日産自動車人員整理9000人!HONDAが買収か?
他責認識で長期低落傾向変わらず   <2>

 日本の自動車メーカーで、唯一日産自動車だけが大幅減益となって、人員整理9000人が検討されており、HONDAが企業買収する案も報じられている。瞬間風速の減益で全面否定は行き過ぎではあるが、確かに現在の日産には際だった人気車種がない。 トヨタならHEV:Prius等、スバルはAWD、HONDAはMAZDAは・・・・・軽では・・・・という尖った製品がなく、販売数でもHONDA、MAZDAに抜かれているのだ。業界の裏情報だが、かってはトヨタのセールスマンが「うちにもMAZDAのような良い車があれば倍は売ってやる!」と嘆いていた時期さえあってのトヨタ車大逆転トップ奪取だ。

ゴーン改革の実質は?   <2.1>

 バブル崩壊後の不況でジワジワと売れなくなって、1999年に経営が破綻してフランスのルノー傘下となりカルロス・ゴーンがCEOとして派遣されて「コストカッター」などと持て囃されたが、その経済的実質は「コスト80%化」を掲げて、下請けに対しては事実上の指し値で無理のある大幅値引きを強要。 日産の都合では値引き出来ない素材・部品も多いから、値引きが下請け会社に特に集中しそれが作業従事者の非正規化・派遣化による低賃金化で切り抜けるほかなくした。
キャッシュ・フローについてはかって吸収合併した旧プリンス自動車の工場敷地をほぼ売り払い閉鎖換金して東京・神奈川地域の工場従業員の栃木工場配転で異動困難者の「自発的退職促進」=実質人員整理を図ると共に、少数派の全金日産(=プリンス)労組だけは多摩に残して逆隔離施設とし、多数御用組合傘下の日産労組員との絶縁を図った。

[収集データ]
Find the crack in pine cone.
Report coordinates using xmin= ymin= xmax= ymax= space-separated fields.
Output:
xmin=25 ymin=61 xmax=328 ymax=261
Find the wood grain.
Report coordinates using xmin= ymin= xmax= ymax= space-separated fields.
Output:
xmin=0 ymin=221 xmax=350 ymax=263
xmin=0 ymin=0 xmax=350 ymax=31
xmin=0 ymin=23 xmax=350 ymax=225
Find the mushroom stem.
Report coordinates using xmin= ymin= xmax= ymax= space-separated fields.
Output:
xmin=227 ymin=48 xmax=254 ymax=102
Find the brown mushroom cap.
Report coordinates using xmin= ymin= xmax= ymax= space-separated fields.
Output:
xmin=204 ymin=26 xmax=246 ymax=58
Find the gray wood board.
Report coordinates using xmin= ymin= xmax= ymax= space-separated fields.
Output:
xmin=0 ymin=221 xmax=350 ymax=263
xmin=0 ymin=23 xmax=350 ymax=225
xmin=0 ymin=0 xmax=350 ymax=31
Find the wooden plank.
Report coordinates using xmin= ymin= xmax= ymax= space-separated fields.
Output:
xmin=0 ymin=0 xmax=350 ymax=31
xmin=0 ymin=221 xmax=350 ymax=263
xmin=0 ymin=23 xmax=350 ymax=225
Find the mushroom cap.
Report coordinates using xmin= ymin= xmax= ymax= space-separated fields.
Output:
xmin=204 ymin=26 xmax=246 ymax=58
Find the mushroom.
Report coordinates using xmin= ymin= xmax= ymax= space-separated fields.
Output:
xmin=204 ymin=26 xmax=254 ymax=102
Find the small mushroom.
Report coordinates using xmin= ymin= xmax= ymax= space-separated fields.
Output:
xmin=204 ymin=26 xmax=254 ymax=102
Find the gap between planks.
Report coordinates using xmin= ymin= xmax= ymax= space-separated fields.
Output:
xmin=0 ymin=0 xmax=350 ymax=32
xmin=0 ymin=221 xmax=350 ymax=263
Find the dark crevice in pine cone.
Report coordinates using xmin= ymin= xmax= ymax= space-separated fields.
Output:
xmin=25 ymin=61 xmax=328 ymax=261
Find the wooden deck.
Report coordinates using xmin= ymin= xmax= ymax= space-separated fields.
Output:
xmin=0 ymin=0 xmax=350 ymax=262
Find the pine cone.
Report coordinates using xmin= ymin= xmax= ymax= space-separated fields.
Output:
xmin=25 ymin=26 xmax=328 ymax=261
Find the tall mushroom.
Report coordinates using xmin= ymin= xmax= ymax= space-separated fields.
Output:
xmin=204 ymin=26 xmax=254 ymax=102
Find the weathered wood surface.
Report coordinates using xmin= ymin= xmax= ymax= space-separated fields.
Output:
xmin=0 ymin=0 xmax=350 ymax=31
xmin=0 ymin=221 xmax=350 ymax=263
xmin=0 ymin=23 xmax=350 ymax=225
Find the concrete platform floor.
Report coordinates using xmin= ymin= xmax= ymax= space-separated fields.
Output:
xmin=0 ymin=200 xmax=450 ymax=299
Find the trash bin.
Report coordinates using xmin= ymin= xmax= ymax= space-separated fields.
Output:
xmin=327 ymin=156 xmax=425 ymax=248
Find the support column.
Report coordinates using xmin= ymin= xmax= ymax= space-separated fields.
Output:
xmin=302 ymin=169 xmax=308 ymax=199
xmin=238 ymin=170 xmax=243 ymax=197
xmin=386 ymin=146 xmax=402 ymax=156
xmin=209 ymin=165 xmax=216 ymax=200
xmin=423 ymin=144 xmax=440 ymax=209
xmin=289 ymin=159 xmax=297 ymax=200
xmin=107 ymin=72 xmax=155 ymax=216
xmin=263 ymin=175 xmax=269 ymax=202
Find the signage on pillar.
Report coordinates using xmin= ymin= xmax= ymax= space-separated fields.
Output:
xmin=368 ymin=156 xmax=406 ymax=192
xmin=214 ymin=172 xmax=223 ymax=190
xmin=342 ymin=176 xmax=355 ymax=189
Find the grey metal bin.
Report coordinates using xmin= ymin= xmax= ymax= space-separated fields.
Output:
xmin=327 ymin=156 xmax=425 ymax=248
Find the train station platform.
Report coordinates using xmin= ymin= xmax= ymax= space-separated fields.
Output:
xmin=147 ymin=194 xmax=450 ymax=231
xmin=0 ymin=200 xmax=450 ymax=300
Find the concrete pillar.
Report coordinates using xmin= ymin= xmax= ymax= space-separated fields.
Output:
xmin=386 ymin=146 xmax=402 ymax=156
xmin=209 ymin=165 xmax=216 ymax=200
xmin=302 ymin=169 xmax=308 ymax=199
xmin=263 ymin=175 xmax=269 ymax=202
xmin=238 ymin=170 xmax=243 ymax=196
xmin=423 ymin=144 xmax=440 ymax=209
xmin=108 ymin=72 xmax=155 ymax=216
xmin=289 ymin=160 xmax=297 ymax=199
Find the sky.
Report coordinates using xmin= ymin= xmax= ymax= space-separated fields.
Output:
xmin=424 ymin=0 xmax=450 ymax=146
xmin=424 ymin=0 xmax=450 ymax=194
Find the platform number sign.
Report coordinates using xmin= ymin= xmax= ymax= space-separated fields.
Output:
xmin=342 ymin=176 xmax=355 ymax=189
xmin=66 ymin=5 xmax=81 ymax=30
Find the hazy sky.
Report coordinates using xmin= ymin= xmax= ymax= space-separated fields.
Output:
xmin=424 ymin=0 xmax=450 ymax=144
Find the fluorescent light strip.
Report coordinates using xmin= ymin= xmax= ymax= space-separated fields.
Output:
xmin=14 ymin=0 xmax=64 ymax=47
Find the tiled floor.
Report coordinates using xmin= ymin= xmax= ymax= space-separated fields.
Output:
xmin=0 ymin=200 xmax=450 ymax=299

- 問題 A: 本文抜粋の「日産自動車人員整理9000人!HONDAが買収か?」で始まり「トヨタ車大逆転トップ奪取だ。」までの部分を、「人員整理」を「リストラ」に差し替えて書き出してください。
- 問題 B:
本文抜粋について、次の問いに答えてください。
(i) 日産自動車で検討されている人員整理は何人規模か。
(ii) 日産の経営が破綻したのは何年か。
(iii) 日産はどこの国のどの会社の傘下に入ったか。
- 問題 C: 本文抜粋に出てくる国名・地名を、出てくる順にすべて挙げてください。

- 正解 A:
日産自動車リストラ9000人!HONDAが買収か?
他責認識で長期低落傾向変わらず   <2>

 日本の自動車メーカーで、唯一日産自動車だけが大幅減益となって、リストラ9000人が検討されており、HONDAが企業買収する案も報じられている。瞬間風速の減益で全面否定は行き過ぎではあるが、確かに現在の日産には際だった人気車種がない。 トヨタならHEV:Prius等、スバルはAWD、HONDAはMAZDAは・・・・・軽では・・・・という尖った製品がなく、販売数でもHONDA、MAZDAに抜かれているのだ。業界の裏情報だが、かってはトヨタのセールスマンが「うちにもMAZDAのような良い車があれば倍は売ってやる!」と嘆いていた時期さえあってのトヨタ車大逆転トップ奪取だ。

- 正解 B:
(i) 9000人
(ii) 1999年
(iii) フランスのルノー

- 正解 C: 日本、フランス、東京、神奈川、栃木、多摩